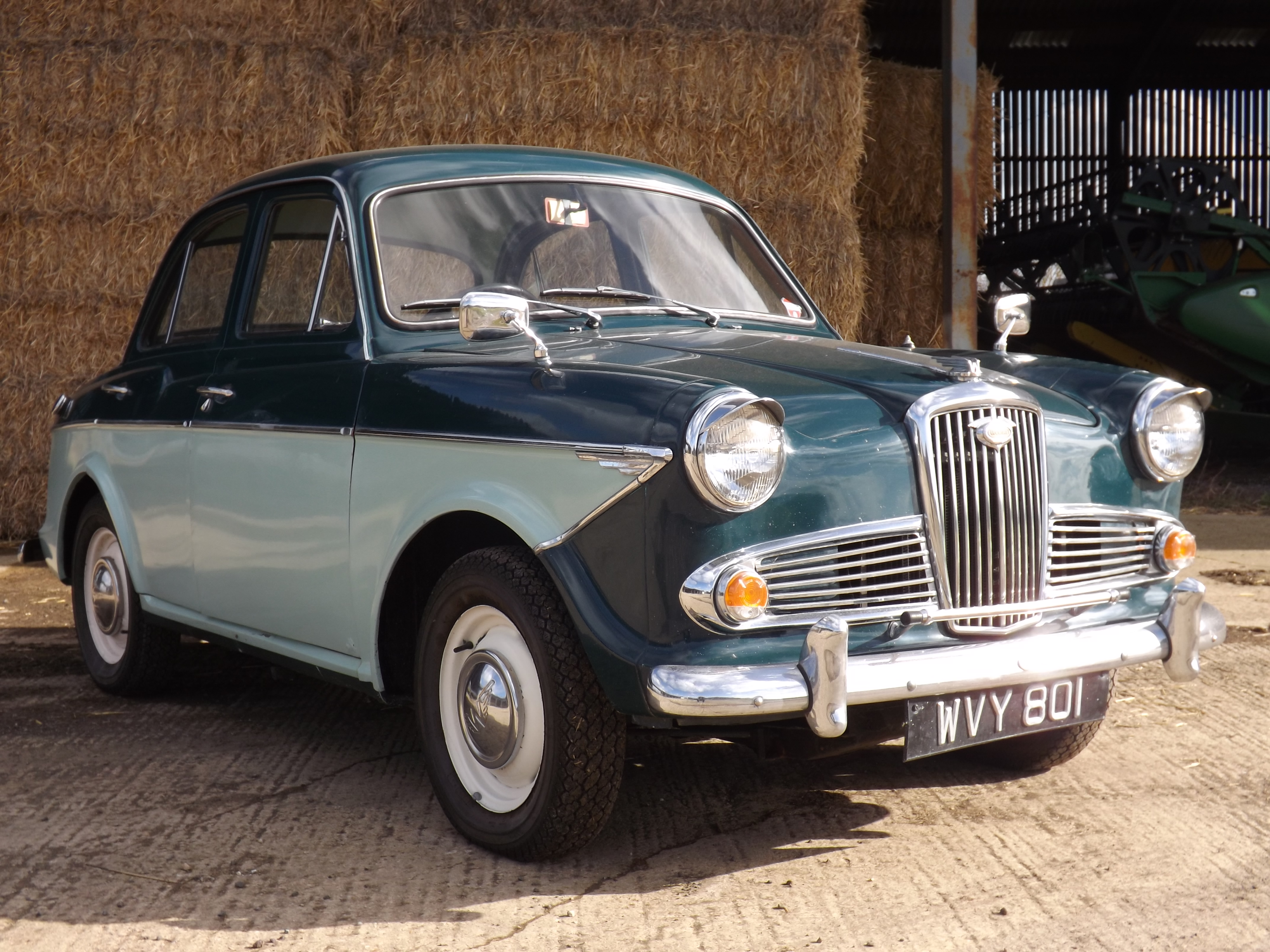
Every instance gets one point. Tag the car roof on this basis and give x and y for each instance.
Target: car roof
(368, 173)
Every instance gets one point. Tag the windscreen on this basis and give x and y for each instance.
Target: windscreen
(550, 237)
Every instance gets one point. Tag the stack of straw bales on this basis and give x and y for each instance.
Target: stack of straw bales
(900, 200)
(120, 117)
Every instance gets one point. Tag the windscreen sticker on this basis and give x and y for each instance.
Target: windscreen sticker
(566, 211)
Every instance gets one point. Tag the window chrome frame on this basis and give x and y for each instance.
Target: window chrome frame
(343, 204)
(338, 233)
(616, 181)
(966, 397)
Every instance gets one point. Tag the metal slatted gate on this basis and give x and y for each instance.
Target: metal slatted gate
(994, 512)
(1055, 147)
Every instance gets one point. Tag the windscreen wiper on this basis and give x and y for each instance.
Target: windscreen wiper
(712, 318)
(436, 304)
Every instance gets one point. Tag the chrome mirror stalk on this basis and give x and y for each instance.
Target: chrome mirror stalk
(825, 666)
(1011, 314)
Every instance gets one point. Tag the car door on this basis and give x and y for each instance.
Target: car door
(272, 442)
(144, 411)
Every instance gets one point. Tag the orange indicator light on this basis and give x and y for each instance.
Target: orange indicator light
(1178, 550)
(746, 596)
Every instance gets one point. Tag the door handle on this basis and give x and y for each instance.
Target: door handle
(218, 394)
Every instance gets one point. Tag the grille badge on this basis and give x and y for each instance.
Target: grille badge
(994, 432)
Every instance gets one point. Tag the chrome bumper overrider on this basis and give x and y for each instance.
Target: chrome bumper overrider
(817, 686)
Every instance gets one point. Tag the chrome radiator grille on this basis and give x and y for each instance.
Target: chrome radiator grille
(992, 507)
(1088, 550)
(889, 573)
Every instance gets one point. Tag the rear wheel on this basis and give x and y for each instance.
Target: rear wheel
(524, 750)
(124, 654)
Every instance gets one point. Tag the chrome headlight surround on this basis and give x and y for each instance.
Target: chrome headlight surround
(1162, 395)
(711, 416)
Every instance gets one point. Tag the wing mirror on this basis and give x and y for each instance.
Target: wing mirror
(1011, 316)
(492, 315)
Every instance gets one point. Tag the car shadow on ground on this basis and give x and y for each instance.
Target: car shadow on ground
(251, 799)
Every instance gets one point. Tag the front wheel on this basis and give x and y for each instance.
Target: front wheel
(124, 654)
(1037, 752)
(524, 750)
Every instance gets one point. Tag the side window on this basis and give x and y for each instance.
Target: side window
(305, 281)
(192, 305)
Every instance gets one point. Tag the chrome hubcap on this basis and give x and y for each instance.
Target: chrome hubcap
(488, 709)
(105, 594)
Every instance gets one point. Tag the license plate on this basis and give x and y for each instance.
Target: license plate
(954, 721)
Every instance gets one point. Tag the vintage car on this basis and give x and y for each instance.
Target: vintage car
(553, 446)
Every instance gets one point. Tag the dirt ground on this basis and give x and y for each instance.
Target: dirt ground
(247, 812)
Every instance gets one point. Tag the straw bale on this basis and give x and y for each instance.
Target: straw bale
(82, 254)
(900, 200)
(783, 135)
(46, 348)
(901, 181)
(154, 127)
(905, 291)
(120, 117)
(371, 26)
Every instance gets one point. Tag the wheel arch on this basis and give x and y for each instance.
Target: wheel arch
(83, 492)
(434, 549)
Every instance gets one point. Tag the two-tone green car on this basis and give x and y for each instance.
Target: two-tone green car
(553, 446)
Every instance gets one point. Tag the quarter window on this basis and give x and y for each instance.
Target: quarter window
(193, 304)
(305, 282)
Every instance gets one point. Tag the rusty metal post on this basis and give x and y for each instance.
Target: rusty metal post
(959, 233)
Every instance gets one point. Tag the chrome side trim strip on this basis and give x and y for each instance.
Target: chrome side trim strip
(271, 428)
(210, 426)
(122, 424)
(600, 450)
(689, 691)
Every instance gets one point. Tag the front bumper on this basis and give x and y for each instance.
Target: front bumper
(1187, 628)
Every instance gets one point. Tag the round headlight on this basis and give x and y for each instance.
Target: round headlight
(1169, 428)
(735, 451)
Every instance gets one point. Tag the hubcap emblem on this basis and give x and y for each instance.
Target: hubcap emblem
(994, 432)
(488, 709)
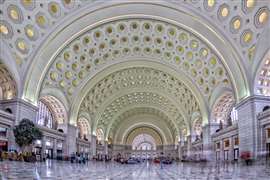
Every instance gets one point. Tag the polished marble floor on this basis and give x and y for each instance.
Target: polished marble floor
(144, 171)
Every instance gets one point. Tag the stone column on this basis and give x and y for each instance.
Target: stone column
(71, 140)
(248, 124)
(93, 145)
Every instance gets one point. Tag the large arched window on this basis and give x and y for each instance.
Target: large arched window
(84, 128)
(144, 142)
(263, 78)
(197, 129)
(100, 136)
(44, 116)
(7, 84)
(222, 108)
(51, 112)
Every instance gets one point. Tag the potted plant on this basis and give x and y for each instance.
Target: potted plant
────────────────────
* [Given request] Copy nothing outside the span: please output the lines from the one with "Every instance gets one point. Tag the dirt" through the end of the entries above, and skip the pictures.

* [Solved problem]
Every instance gets one point. Tag the dirt ground on this basis and give x and y for each instance.
Target: dirt ground
(247, 812)
Every instance gets one point. Tag the straw bale on this basis and give x and y for each instance.
Target: straw bale
(82, 254)
(900, 200)
(783, 135)
(46, 348)
(901, 181)
(154, 127)
(905, 291)
(120, 117)
(371, 26)
Every instance gets one point. Tag the wheel arch on this basis and give x and y for each instance.
Target: wheel arch
(83, 492)
(434, 549)
Every instance gets one point. Tag the two-tone green car on this basis and give x and y for each instance.
Target: two-tone green car
(553, 446)
Every instance gets one point. Tag the quarter window on this basis and give x and y for each instance.
Target: quarter window
(193, 304)
(305, 282)
Every instance gets one point. Tag the rusty metal post on this basis and give x and y for each instance.
Target: rusty metal post
(959, 233)
Every instance gets one point. Tag the chrome side trim strip on this basis and give x and y for each instance.
Target: chrome side trim strip
(271, 428)
(210, 426)
(122, 424)
(600, 450)
(689, 691)
Every instance gets one point. Tag the front bumper on this basis and give x and y for each instance.
Target: front bumper
(1187, 628)
Every instance gets one point. Tag the round headlight on this basis and give x and y for each instance.
Target: round headlight
(1169, 428)
(735, 451)
Every instance gets one point. Tag the hubcap emblem on this basis and give x and y for each instance.
Target: hubcap emblem
(994, 432)
(488, 709)
Every instance gets one point. Tag the polished marble floor on this basis and give x and y for each instance.
Target: polished marble floor
(144, 171)
Every instance gets one point. Tag the stone column on this basis and give x and y for each instance.
Target: stone column
(71, 140)
(248, 124)
(93, 145)
Every instance gets one point. Tag the large arched window on this basis and give x and y for each instance.
Target: large arched window
(84, 128)
(144, 142)
(263, 78)
(197, 129)
(100, 136)
(44, 116)
(7, 84)
(222, 108)
(51, 112)
Every instance gets one point. Tag the potted plant on this basis and give x and y for each instance.
Target: potted plant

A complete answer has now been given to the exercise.